- [Provided records]:
____________
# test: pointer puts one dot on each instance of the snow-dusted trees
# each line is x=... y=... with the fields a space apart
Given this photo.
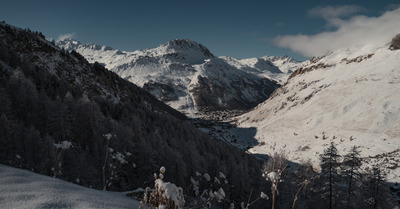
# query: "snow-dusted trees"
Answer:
x=273 y=170
x=164 y=194
x=330 y=163
x=352 y=175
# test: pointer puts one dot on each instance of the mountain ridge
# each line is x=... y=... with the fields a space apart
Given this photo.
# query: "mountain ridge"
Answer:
x=170 y=72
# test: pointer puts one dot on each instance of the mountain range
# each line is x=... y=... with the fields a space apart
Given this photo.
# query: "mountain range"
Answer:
x=65 y=117
x=188 y=77
x=349 y=97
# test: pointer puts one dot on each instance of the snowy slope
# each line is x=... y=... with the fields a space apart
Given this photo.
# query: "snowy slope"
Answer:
x=171 y=72
x=22 y=189
x=277 y=68
x=350 y=97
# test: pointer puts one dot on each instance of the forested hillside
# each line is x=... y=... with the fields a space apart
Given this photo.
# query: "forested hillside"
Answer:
x=64 y=117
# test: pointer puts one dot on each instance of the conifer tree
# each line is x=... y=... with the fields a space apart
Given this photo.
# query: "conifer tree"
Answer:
x=330 y=162
x=351 y=174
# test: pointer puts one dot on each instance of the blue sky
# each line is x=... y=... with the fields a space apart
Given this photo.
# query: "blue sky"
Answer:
x=241 y=29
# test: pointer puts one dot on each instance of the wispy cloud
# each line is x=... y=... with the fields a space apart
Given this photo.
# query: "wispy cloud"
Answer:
x=347 y=33
x=65 y=36
x=329 y=12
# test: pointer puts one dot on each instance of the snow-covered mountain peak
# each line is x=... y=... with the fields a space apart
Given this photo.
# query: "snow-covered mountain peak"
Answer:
x=186 y=45
x=188 y=77
x=72 y=44
x=348 y=97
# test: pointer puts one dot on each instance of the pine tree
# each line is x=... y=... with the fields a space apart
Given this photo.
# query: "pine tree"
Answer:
x=351 y=174
x=330 y=162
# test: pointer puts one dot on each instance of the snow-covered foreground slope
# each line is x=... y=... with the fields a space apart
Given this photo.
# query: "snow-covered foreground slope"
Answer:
x=349 y=97
x=187 y=76
x=24 y=189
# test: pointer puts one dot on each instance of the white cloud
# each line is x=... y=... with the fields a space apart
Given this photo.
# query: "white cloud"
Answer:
x=65 y=36
x=330 y=12
x=348 y=33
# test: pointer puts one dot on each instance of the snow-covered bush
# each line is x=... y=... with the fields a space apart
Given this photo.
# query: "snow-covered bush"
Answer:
x=208 y=191
x=164 y=195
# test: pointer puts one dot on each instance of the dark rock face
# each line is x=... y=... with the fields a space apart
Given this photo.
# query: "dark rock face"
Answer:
x=395 y=45
x=213 y=95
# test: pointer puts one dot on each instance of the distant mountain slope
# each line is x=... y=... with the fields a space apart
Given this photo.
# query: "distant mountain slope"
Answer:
x=186 y=75
x=350 y=97
x=64 y=117
x=25 y=189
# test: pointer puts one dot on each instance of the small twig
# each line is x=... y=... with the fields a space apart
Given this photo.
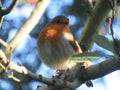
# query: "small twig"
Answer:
x=9 y=9
x=3 y=43
x=11 y=75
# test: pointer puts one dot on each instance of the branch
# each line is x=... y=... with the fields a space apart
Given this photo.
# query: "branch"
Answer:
x=9 y=9
x=29 y=25
x=72 y=78
x=94 y=22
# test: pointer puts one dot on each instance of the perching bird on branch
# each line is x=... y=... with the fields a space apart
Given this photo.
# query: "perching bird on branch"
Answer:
x=56 y=43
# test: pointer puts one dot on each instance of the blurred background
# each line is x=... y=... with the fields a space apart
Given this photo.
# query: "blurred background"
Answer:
x=26 y=53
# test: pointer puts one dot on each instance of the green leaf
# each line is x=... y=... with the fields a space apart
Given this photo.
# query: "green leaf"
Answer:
x=104 y=42
x=85 y=56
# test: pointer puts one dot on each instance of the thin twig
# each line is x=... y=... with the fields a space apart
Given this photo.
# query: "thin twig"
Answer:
x=3 y=43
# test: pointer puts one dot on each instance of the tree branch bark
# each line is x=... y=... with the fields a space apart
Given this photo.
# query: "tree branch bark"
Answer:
x=94 y=22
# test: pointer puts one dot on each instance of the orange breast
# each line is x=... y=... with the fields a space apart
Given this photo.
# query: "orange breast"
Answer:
x=52 y=34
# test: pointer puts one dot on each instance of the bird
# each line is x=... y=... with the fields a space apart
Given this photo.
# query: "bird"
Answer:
x=56 y=43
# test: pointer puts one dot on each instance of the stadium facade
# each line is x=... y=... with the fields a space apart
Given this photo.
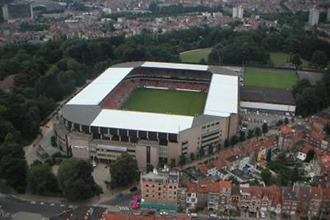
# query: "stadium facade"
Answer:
x=93 y=125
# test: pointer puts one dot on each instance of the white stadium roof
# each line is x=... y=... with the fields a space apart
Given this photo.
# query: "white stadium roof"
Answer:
x=175 y=66
x=142 y=121
x=222 y=100
x=95 y=92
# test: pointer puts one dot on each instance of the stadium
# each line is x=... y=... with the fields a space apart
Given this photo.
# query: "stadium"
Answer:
x=154 y=111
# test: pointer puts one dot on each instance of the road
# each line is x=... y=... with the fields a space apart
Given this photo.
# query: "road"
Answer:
x=13 y=205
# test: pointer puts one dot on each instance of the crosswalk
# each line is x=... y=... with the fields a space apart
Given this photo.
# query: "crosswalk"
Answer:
x=123 y=208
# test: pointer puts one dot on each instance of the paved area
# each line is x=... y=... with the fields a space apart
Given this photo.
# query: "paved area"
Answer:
x=41 y=149
x=101 y=174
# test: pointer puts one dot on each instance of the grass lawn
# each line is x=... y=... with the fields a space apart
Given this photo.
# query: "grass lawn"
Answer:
x=273 y=78
x=166 y=101
x=194 y=56
x=280 y=58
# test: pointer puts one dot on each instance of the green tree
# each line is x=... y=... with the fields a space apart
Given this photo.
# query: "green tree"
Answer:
x=242 y=137
x=182 y=160
x=264 y=128
x=266 y=176
x=13 y=167
x=150 y=167
x=319 y=59
x=234 y=140
x=250 y=134
x=226 y=143
x=124 y=170
x=296 y=60
x=192 y=156
x=76 y=181
x=173 y=163
x=41 y=180
x=257 y=131
x=310 y=155
x=269 y=156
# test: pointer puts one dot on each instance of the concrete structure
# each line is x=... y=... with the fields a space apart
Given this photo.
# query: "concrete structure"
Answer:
x=159 y=189
x=313 y=18
x=268 y=100
x=152 y=138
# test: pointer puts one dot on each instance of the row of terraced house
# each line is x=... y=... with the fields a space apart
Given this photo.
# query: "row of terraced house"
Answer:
x=162 y=187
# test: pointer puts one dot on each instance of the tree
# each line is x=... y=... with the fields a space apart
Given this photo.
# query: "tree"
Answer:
x=150 y=167
x=124 y=170
x=226 y=143
x=310 y=156
x=76 y=181
x=327 y=129
x=269 y=156
x=319 y=59
x=250 y=133
x=257 y=131
x=192 y=156
x=182 y=160
x=296 y=60
x=13 y=167
x=210 y=149
x=266 y=176
x=234 y=140
x=41 y=180
x=173 y=163
x=201 y=152
x=242 y=137
x=264 y=128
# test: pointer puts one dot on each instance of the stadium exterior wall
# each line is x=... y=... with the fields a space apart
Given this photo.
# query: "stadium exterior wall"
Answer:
x=268 y=106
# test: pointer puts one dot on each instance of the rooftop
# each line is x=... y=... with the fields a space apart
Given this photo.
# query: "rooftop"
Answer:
x=268 y=95
x=84 y=108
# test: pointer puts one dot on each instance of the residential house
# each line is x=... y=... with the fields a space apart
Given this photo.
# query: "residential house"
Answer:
x=206 y=193
x=315 y=139
x=289 y=202
x=286 y=137
x=159 y=189
x=315 y=201
x=234 y=197
x=303 y=195
x=325 y=205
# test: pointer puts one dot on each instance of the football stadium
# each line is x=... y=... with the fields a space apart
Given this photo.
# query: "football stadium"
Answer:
x=154 y=111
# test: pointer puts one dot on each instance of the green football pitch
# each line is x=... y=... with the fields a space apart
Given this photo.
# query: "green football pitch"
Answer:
x=273 y=78
x=166 y=101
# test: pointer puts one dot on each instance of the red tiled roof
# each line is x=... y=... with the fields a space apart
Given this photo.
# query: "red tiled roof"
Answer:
x=317 y=135
x=326 y=193
x=217 y=164
x=305 y=149
x=326 y=161
x=285 y=129
x=127 y=216
x=207 y=185
x=316 y=193
x=202 y=168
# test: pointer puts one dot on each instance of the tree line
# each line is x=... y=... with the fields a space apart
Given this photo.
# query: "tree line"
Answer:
x=44 y=74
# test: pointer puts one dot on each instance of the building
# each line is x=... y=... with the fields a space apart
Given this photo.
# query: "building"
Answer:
x=15 y=11
x=267 y=100
x=152 y=138
x=286 y=137
x=159 y=189
x=216 y=195
x=238 y=12
x=289 y=203
x=313 y=17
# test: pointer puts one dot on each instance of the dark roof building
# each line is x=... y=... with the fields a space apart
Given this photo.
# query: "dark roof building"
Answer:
x=269 y=99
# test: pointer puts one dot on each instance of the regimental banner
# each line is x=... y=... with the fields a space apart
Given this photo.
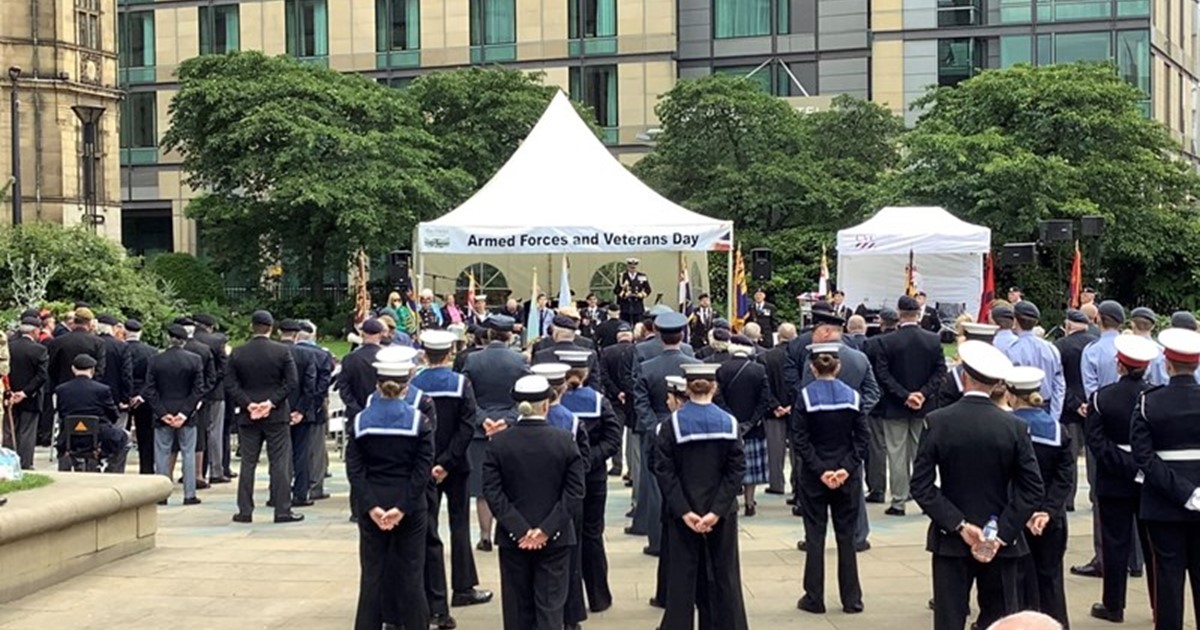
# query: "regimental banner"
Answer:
x=449 y=239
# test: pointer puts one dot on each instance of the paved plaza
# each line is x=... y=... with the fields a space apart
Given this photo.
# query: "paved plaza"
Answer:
x=210 y=574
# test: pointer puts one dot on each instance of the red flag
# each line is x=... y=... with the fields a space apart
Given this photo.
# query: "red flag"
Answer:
x=1077 y=277
x=989 y=289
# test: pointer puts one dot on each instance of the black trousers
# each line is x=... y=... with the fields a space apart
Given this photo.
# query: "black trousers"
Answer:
x=462 y=563
x=705 y=569
x=1176 y=549
x=953 y=576
x=595 y=559
x=1120 y=533
x=533 y=587
x=1041 y=574
x=300 y=457
x=845 y=503
x=277 y=437
x=393 y=567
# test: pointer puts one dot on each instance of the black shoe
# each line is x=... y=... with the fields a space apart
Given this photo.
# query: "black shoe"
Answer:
x=288 y=517
x=809 y=605
x=1087 y=570
x=1101 y=612
x=471 y=598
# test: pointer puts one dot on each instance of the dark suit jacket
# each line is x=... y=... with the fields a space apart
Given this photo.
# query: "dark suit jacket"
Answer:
x=909 y=360
x=533 y=474
x=28 y=372
x=64 y=349
x=262 y=370
x=174 y=384
x=987 y=465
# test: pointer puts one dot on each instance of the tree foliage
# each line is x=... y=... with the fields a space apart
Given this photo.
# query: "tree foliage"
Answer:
x=303 y=163
x=1012 y=148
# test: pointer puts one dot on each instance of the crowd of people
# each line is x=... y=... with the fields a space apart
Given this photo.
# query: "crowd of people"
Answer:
x=447 y=405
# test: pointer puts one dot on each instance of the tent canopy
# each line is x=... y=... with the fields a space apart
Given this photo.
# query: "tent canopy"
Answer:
x=947 y=256
x=895 y=231
x=562 y=191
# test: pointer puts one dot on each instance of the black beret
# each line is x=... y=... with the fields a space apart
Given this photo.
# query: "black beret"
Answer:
x=1027 y=309
x=262 y=318
x=83 y=361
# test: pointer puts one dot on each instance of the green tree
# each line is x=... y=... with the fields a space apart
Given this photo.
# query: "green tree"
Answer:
x=301 y=163
x=1012 y=148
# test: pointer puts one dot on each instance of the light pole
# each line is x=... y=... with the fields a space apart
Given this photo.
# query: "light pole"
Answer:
x=89 y=115
x=15 y=73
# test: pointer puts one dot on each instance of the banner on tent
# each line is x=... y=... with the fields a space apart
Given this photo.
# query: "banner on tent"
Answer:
x=438 y=239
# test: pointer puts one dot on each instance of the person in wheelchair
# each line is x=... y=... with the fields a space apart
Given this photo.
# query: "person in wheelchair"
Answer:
x=83 y=396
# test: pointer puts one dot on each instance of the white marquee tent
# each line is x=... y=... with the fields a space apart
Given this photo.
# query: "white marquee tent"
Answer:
x=946 y=251
x=563 y=192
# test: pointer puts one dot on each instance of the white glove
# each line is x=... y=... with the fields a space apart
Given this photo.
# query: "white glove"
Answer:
x=1194 y=502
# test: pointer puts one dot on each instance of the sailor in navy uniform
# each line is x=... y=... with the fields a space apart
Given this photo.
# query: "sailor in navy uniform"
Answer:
x=599 y=420
x=831 y=437
x=700 y=463
x=388 y=461
x=1117 y=480
x=1047 y=529
x=987 y=466
x=559 y=417
x=952 y=385
x=1165 y=441
x=455 y=401
x=533 y=473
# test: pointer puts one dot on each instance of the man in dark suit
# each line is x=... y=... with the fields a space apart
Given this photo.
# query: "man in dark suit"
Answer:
x=217 y=439
x=83 y=396
x=173 y=389
x=262 y=376
x=143 y=417
x=910 y=365
x=1074 y=408
x=618 y=388
x=763 y=313
x=28 y=376
x=303 y=403
x=985 y=462
x=533 y=477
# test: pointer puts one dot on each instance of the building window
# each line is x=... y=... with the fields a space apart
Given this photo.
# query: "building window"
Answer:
x=749 y=18
x=88 y=23
x=307 y=29
x=219 y=30
x=597 y=88
x=957 y=60
x=493 y=30
x=139 y=136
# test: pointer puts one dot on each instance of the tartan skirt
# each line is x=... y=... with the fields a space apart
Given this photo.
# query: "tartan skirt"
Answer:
x=756 y=461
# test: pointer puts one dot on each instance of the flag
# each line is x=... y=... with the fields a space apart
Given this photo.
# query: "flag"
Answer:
x=823 y=281
x=1077 y=277
x=533 y=322
x=564 y=286
x=989 y=289
x=742 y=297
x=910 y=277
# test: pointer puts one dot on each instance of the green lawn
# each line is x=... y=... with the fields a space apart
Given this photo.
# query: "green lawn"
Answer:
x=28 y=481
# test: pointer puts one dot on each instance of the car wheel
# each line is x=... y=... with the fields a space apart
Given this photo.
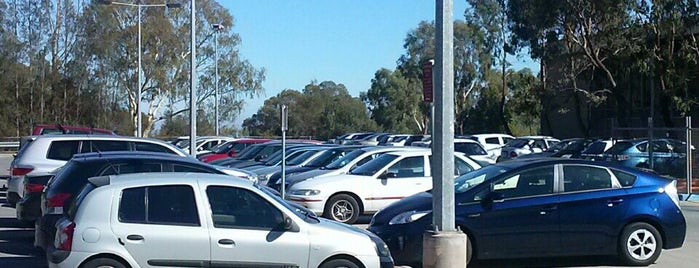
____________
- [About this task]:
Output should match, line for line, the stretch of the material above from the line holding "the crowd of people" through the line holding "the tent canopy".

- [Response area]:
# test: pointer puts one dot on each instance of the crowd of people
# each line is x=... y=... with the fields a space apart
Given this photo.
# query: "crowd of people"
Answer:
x=447 y=405
# test: pointer puts one dot on each instance of the tent canopy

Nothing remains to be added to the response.